→ **Problem requirements**
An exact copy of the entries, with every picture omitted, is what is needed here.

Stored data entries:
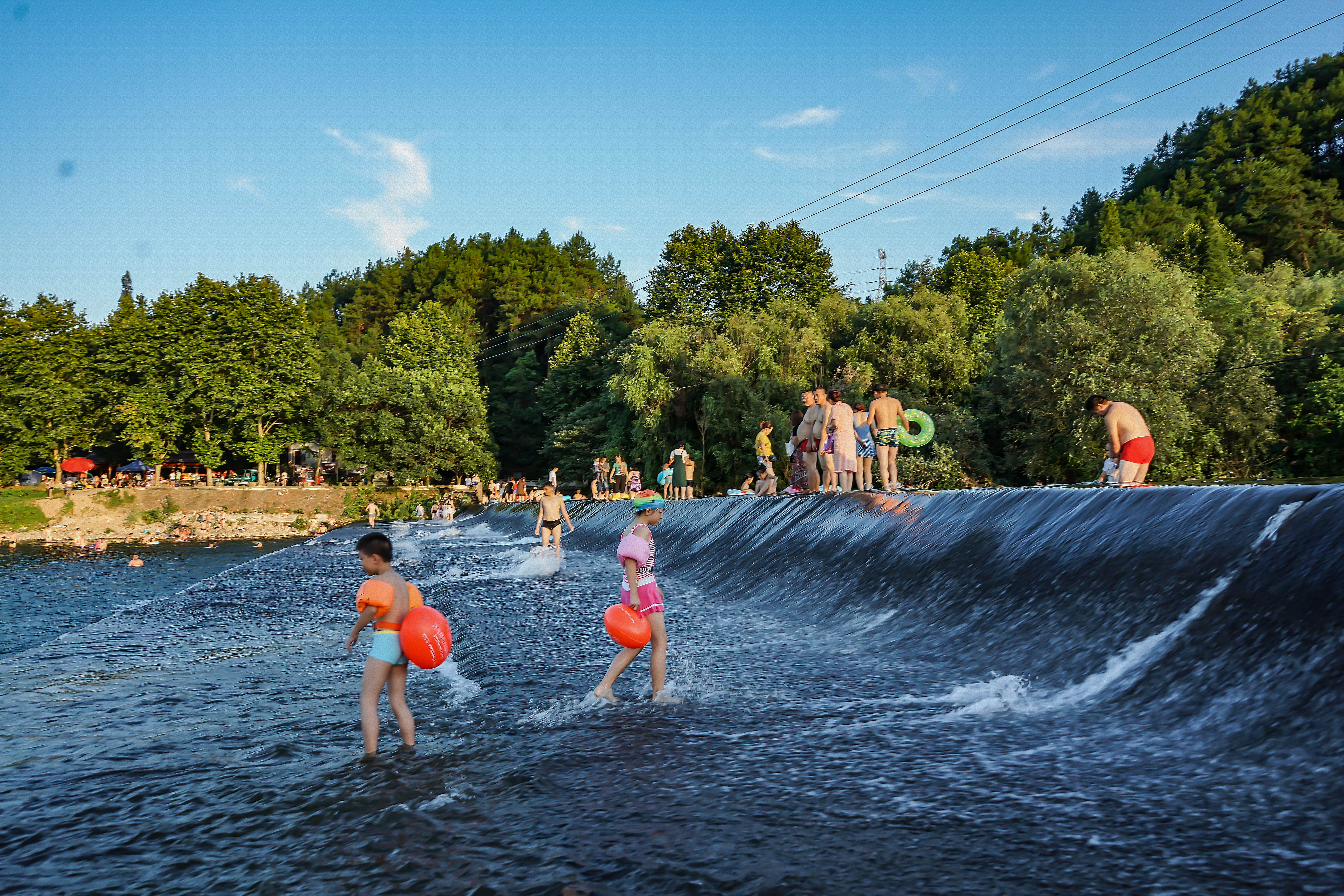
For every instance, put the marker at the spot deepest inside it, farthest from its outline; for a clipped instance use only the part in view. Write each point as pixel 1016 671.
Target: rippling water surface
pixel 1021 691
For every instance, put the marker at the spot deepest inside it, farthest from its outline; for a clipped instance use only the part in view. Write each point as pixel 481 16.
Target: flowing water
pixel 1015 691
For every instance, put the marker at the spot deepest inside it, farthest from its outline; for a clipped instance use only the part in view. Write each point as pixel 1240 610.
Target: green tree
pixel 716 272
pixel 260 365
pixel 1124 326
pixel 413 424
pixel 151 422
pixel 46 349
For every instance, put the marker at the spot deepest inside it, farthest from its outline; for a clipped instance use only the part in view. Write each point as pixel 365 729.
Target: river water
pixel 1013 691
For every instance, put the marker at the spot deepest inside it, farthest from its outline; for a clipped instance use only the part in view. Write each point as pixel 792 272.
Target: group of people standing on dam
pixel 834 444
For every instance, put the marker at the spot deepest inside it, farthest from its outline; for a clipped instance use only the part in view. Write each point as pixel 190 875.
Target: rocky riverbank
pixel 220 512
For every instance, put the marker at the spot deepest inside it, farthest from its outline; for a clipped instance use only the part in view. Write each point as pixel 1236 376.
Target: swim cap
pixel 647 500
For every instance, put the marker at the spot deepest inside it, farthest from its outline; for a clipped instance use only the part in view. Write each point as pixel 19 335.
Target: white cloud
pixel 814 116
pixel 247 185
pixel 577 224
pixel 928 81
pixel 404 172
pixel 826 156
pixel 1049 69
pixel 1095 142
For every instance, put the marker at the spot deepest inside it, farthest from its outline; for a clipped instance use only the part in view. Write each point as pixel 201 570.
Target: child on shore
pixel 385 597
pixel 640 592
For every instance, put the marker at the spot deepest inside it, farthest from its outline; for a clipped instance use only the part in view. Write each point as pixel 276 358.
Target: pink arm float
pixel 635 549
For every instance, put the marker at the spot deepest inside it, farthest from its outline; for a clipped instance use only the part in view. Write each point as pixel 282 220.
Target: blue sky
pixel 292 139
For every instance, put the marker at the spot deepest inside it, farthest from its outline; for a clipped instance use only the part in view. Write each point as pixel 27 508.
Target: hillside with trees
pixel 1205 289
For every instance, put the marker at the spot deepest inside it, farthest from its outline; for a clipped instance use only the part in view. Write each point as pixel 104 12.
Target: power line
pixel 1030 117
pixel 499 336
pixel 533 326
pixel 1017 108
pixel 1083 125
pixel 519 349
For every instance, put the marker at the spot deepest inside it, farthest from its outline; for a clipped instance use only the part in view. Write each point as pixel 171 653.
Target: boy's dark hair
pixel 376 545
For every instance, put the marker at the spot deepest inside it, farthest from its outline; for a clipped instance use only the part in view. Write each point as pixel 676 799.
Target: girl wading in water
pixel 640 592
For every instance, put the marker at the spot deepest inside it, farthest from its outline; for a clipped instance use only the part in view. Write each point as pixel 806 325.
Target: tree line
pixel 1202 289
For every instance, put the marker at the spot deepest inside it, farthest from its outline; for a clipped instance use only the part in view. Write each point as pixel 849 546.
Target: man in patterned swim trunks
pixel 812 416
pixel 888 414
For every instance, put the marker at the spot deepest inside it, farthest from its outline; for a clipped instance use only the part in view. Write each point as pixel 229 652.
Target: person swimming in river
pixel 549 516
pixel 385 597
pixel 640 592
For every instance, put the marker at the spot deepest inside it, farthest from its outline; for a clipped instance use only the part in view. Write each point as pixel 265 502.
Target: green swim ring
pixel 925 425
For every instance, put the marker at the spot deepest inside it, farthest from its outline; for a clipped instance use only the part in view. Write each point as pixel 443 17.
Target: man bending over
pixel 1128 435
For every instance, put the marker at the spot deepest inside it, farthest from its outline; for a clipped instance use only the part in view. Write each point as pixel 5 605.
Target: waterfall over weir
pixel 1011 691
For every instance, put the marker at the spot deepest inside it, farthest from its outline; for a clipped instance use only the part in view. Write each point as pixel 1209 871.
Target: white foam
pixel 558 713
pixel 1013 694
pixel 460 686
pixel 1271 531
pixel 529 565
pixel 456 573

→ **Task answer**
For every instance, put the marker at the spot deepest inside it, farthest from its outline; for a clipped instance use only the part in view. Write each point as pixel 1016 671.
Target: rippling water surface
pixel 1021 691
For every instance, put the marker at the spot deepest inside it, farthest from its outline; for a clipped instance use only the part in view. Write each point as pixel 481 16.
Target: flowing water
pixel 1015 691
For every instance, put the marker at the spot deepest inside it, farthest from its outline; for a clipped instance use only the part in view. Write each point as pixel 1240 610.
Target: green tree
pixel 716 272
pixel 260 365
pixel 1124 326
pixel 413 424
pixel 151 422
pixel 46 349
For every instance, put the marker at the spot deepest inside it, farthest from its outline; for a clipped instance use only the part in view. Write each point as pixel 365 729.
Target: river water
pixel 1013 691
For every instance, put the marker at the spot deepest inside it, farthest from its outline; for a clipped instance use only the part in view. Write each point as pixel 792 272.
Target: group of people standing on dam
pixel 834 444
For every instance, put the marker at the spot deepest inside it, farthest from its outline; for a clipped instance use only the part in view. Write each point as pixel 190 875.
Target: rocky riverbank
pixel 220 512
For every instance, put the marker at the spot deepest inside it, farthest from its outline; for a clipped instance use only the part in view. Write each point as pixel 1236 376.
Target: swim cap
pixel 647 500
For every instance, put the marker at the spot deepest inside it, farthest from its outline; for a clipped instance use only the part in view. Write each point as pixel 19 335.
Target: white cloud
pixel 814 116
pixel 247 185
pixel 577 224
pixel 928 81
pixel 404 172
pixel 826 156
pixel 1049 69
pixel 1095 142
For every instance, put the marker at the spot deepest inside it, farthest from its outline; for a clipped instance use only the part in view. Write each point as pixel 201 570.
Target: child on shore
pixel 385 597
pixel 640 592
For every instance, put the marker at the spot deepest inside it, farthest from its outline; for a clipped instance use only the part in view. Write each point as pixel 276 358.
Target: pink arm float
pixel 635 549
For every instance, put the marker at the spot deepest inside it, farthest from its outline; for a clipped instance use only the part in view. Write each point as pixel 282 220.
Target: blue sky
pixel 292 139
For every instance, put the marker at the spot deepest inside it, farthest from its outline; for a clipped instance use only the part in view. Write each point as pixel 27 508.
Target: hillside with trees
pixel 1205 289
For every instance, put the marker at the spot deepest inside it, farthest from its outline; for a clipped instance use only the part in view. Write each point as pixel 104 12.
Target: power line
pixel 1030 117
pixel 499 336
pixel 533 326
pixel 1017 108
pixel 1083 125
pixel 519 349
For every instance, put the marker at the spot deepest inside it, farthest from its outline; for a clipped instance use only the part in view. Write each point as pixel 171 653.
Target: boy's dark hair
pixel 376 545
For every instance, put the marker at the spot deepest inside it, farthest from its outline; for a clipped instance use only the part in view. Write each point as pixel 676 799.
Target: girl wading in water
pixel 640 592
For every instance, put the marker at the spot deepest inside it, farthest from its outline; for a clipped instance use only the part in view. Write each point as pixel 806 325.
Target: tree line
pixel 1202 289
For every instance, put the marker at the spot deepest inside it, farthest from its outline; for a clipped instance use only the part in view. Write each point as pixel 849 546.
Target: man in patterned swim trunks
pixel 812 416
pixel 888 414
For every instance, put the marker at the spot deepest inside it, farthest from its outline; for a clipped instance use only the part in view. Write each point as pixel 229 652.
Target: person swimming in river
pixel 549 516
pixel 385 597
pixel 640 592
For every instance, put the marker at the spot deepest inside it, farthest from its outline; for a clipped instance use only the part in view. Write each point as pixel 265 502.
Target: green swim ring
pixel 925 425
For every instance, put the marker at the spot deepest inside it, farthest from its outline; for a clipped instance use only the part in view. Write each point as pixel 443 17.
Target: man bending over
pixel 1128 435
For every instance, put the marker at the spot deepest inside it, farthest from its outline; for a clipped instance use only the part in view. Write each point as pixel 5 605.
Target: waterfall over weir
pixel 1011 691
For every instance, put the marker at the spot deepest inside it, farthest from its outline; for a clipped instance use only the part in view. Write each point as pixel 1209 871.
Target: white foam
pixel 558 713
pixel 1013 694
pixel 460 686
pixel 1271 531
pixel 529 565
pixel 456 573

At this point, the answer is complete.